Qué hacer |
Sigue escribiendo el artículo sobre la novela Sesenta kilos, de Ramón Palomar, a partir de su última frase.

Artículo |
Ramón Palomar 'brujulea' por los bajos fondos en 'Sesenta kilos'./Carmen Secanella

Toni Polo

Camellos, proxenetas, matones, masocas, narcos, ex legionarios, putas… Los protagonistas de los bajos fondos toman las riendas de la novela Sesenta kilos (Grijalbo) que el periodista valenciano Ramón Palomar ha escrito como amasando toda la información que esos mismos personajes (¡los mismos!) le han ido contando con pelos y señales durante años.

“Tuve ocasión de conocer a fauna nocturna y me di cuenta de que en el fondo tenían unas enormes ganas de contar cómo era su vida y de contar sus movidas. Eso me pareció incluso entrañable. Me parecía criminal no usar todo el manantial que me habían ofrecido para escribir una novela”, cuenta el autor, que se estrena en el mundo de la literatura con un estilo ágil, cercano, inteligente y preciso. “Les encanta que alguien les escuche porque viven en un cuarto oscuro: no pueden contar en la cola del pan a lo que se dedican”. Una de las historias que le contaron es la del palo que dio un camello de poca monta quedándose con dos maletas cargadas con sesenta kilos de coca y que se ha convertido en la primera novela del autor, un auténtico devorador del género.

Registros |
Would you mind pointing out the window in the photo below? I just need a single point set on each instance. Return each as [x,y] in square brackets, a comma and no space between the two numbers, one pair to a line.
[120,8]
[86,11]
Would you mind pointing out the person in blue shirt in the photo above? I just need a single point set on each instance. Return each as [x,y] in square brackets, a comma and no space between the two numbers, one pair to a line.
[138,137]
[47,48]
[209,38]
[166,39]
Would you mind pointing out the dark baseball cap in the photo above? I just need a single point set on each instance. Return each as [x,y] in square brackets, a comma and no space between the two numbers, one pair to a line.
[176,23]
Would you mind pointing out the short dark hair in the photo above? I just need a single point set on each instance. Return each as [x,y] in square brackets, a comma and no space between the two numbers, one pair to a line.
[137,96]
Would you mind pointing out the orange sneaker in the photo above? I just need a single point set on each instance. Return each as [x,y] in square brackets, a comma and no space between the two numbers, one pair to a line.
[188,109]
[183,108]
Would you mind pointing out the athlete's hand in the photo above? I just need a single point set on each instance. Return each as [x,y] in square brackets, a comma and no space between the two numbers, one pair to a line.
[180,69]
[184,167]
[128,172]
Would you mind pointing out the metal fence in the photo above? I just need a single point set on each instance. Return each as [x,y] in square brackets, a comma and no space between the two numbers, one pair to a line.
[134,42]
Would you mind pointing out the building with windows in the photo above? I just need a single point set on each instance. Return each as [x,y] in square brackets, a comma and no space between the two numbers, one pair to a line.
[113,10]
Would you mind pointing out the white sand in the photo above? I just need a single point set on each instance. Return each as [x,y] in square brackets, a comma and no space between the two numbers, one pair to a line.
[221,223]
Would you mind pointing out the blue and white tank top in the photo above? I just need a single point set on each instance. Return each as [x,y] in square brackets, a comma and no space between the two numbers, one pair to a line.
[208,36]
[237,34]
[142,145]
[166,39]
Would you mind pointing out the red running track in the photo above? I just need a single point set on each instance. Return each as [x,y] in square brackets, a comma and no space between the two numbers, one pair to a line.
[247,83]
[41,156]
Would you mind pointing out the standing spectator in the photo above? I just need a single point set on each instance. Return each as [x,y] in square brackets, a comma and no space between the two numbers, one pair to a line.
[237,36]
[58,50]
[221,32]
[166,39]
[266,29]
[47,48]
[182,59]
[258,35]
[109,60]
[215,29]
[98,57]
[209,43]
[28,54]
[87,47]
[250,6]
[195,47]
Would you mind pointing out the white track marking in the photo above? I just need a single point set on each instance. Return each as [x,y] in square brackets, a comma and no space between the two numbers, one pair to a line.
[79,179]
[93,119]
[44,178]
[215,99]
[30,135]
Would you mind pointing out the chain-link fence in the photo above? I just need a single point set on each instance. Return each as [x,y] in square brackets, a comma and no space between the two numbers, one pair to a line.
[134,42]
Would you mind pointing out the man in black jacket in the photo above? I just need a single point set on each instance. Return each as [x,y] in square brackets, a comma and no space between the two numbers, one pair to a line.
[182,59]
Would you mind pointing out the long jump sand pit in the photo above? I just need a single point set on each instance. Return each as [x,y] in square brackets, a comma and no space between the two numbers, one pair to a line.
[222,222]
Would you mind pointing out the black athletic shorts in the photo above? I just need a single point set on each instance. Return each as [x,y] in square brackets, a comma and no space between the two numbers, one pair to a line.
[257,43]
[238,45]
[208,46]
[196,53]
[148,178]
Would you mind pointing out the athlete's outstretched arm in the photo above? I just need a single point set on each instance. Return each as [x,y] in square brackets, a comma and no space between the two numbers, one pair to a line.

Respuesta |
Con esos mimbres, la novela tenía que ser realista. Suena a exagerada, hasta hay algo de western, pero es que es así…: “Cuando ven que alguien escucha entonces se deciden a recordar. Y explican entre risas cómo un colombiano puso la cacharra encima de la mesa… o que ‘ese era muy guapo pero no recuperó nunca su guapura de la paliza que le dimos en un solar’. Y te dicen en qué solar, al lado de tal centro comercial, y tú sabes cuál es. Son cosas que nunca le llegan a la poli, porque el agredido nunca va a contarle a la pasma que le han dado una paliza por haber tangado droga”.

Y la pasma ni se entera…

O sea, que tenían razón los ‘Tijuana in blues’ en su canción Makinavaja cuando cantaban aquello de que “…y la pasma ni se entera”. Es lo que certifica la cita inicial del libro: “La policía sólo decomisa el ocho por ciento de la droga que circula por este país. El resto, ni la huele”. Son palabras de un alto funcionario de Interior, que estuvo mucho tiempo en estupefacientes. Y no es que sean unos chapuzas: “¡Qué va! Me contaba este policía que ellos son muy buenos, lo que pasa es que son pocos y no tienen los mismos medios que los narcos”, explica Palomar. “Claro, los malos siempre tienen mejores coches que la poli, mejores aparatos electrónicos y mejor de todo. La poli, inevitablemente, va un pasito por detrás. Para cualquier cosa tiene que hacer un papeleo…”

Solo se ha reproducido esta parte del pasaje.